» **Problems and tasks**
- A) In the RAG write-up, give the stretch from "score = int(response.content[0].text.strip())" through "key=lambda x: x[0])" again, swapping "descending" for "from high to low".
- B) In the RAG write-up, what did Mean Reciprocal Rank go from and to once re-ranking was added in the tests?
- C) Keep writing the RAG write-up from the point where it stops.

» **Supplied text**
········

Summaries capture the essence of a section, making retrieval more accurate. When a query matches a summary, you retrieve all chunks under that heading—giving Claude richer context.

Result: Average recall improved from 0.66 to 0.69 in our tests.

Level 3: Summary Indexing + Re-Ranking

Re-ranking is the secret weapon for production RAG. After initial retrieval, you use Claude to re-rank the results based on relevance to the specific query.

The Re-Ranking Workflow

Retrieve top 10 candidates using summary indexing
For each candidate, ask Claude to score relevance (1-5) to the query
Sort by score and take the top 3

def rerank_with_claude(query, candidates, top_k=3):
    scored = []
    
    for candidate in candidates:
        response = client.messages.create(
            model="claude-3-haiku-20240307",
            max_tokens=10,
            messages=[{
                "role": "user",
                "content": f"On a scale of 1-5, how relevant is this document to the question?\n\nQuestion: {query}\n\nDocument: {candidate['content'][:500]}\n\nAnswer with only a number."
            }]
        )
        score = int(response.content[0].text.strip())
        scored.append((score, candidate))
    
    # Sort by score descending and take top_k
    scored.sort(reverse=True, key=lambda x: x[0])
    return [candidate for _, candidate in scored[:top_k]]

Why Re-Ranking Matters

Re-ranking dramatically improves Mean Reciprocal Rank (MRR)—the first retrieved chunk is far more likely to be relevant. In our tests, MRR jumped from 0.74 to 0.87.

Putting It All Together: Performance Gains

Here's what we achieved by layering these techniques:

Metric	Basic RAG	Summary Indexing	+ Re-Ranking
Avg Precision	0.43	0.44	0.44
Avg Recall	0.66	0.69	0.69
Avg F1 Score	0.52	0.54	0.54
Avg MRR	0.74	0.80	0.87
End-to-End Accuracy	71%	76%	81%

Production Considerations

Rate limits: Full evaluation runs can hit API rate limits. Consider using Tier 2+ accounts or running evaluations incrementally.

········

» **Records shown**
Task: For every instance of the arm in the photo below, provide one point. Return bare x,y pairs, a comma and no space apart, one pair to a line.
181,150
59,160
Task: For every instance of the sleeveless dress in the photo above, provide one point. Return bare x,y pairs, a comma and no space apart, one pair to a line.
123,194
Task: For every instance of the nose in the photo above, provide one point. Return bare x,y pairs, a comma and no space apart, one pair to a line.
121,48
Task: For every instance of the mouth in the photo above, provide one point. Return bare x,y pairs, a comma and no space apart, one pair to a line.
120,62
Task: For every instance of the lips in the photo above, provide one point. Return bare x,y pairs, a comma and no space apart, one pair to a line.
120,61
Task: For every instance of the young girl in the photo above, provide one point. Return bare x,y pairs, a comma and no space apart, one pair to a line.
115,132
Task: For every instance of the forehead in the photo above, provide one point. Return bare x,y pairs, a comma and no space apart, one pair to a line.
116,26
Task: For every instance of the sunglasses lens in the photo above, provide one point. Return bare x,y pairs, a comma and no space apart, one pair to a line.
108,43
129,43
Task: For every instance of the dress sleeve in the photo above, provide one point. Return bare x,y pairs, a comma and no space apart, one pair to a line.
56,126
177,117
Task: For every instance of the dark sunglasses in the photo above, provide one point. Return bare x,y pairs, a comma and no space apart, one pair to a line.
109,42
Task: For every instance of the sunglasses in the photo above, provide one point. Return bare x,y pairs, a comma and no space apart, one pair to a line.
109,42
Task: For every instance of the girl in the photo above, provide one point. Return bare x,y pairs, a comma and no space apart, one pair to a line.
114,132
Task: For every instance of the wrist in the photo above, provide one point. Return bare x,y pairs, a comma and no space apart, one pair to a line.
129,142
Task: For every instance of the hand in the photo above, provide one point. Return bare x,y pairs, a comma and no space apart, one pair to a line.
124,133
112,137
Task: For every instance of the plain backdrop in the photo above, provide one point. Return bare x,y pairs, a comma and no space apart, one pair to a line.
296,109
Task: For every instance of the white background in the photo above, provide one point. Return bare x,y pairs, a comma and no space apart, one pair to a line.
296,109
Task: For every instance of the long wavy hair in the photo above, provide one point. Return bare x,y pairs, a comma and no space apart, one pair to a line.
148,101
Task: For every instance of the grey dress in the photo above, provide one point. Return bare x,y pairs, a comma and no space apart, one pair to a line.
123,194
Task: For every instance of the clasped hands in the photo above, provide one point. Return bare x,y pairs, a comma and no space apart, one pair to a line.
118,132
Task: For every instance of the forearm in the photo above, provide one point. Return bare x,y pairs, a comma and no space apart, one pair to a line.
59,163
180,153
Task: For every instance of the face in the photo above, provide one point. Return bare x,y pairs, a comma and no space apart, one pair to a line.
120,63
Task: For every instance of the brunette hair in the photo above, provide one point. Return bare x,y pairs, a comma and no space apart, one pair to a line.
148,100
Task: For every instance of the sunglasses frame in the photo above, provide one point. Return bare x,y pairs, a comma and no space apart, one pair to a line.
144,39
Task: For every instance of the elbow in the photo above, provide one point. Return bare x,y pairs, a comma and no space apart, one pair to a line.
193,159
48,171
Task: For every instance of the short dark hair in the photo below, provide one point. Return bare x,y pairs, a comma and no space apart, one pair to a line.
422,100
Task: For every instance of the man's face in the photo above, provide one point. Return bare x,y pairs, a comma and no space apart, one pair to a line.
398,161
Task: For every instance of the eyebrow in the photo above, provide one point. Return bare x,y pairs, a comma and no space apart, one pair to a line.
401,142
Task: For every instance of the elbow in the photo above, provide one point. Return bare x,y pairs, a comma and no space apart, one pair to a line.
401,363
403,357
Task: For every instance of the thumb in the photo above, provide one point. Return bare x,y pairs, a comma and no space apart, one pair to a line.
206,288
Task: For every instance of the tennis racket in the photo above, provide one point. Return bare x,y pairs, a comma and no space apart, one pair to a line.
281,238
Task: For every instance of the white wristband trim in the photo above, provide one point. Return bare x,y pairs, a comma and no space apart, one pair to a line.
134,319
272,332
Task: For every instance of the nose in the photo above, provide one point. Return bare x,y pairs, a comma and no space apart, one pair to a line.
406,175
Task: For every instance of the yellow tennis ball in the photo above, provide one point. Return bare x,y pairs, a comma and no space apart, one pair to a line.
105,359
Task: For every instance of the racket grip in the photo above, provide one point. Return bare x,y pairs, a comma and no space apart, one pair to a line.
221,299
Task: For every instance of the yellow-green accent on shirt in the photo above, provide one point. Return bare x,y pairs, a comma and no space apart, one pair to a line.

········

» **Outputs for the tasks**
- A)
score = int(response.content[0].text.strip())
        scored.append((score, candidate))
    
    # Sort by score from high to low and take top_k
    scored.sort(reverse=True, key=lambda x: x[0])

- B) It went from 0.74 to 0.87.

- C)
Token costs: Summary indexing and re-ranking add token usage. Balance quality gains against cost.
Vector database: For production, use a hosted vector DB with built-in indexing and filtering.
Chunking strategy: Experiment with different chunk sizes and overlap. There's no one-size-fits-all.

Key Takeaways

Evaluate retrieval and generation separately to pinpoint where your RAG system needs improvement. Use precision, recall, F1, and MRR for retrieval; accuracy for end-to-end.
Summary indexing bridges the granularity gap by grouping related chunks under high-level summaries, improving recall without sacrificing precision.
Re-ranking with Claude is a powerful but often overlooked technique that significantly boosts MRR and end-to-end accuracy.
Start simple, then iterate—a basic RAG pipeline can be surprisingly effective. Add complexity (summary indexing, re-ranking) only when you have data proving the need.
Your evaluation dataset is your compass—invest time in creating a high-quality, representative set of questions and ground-truth answers. It will guide every optimization decision.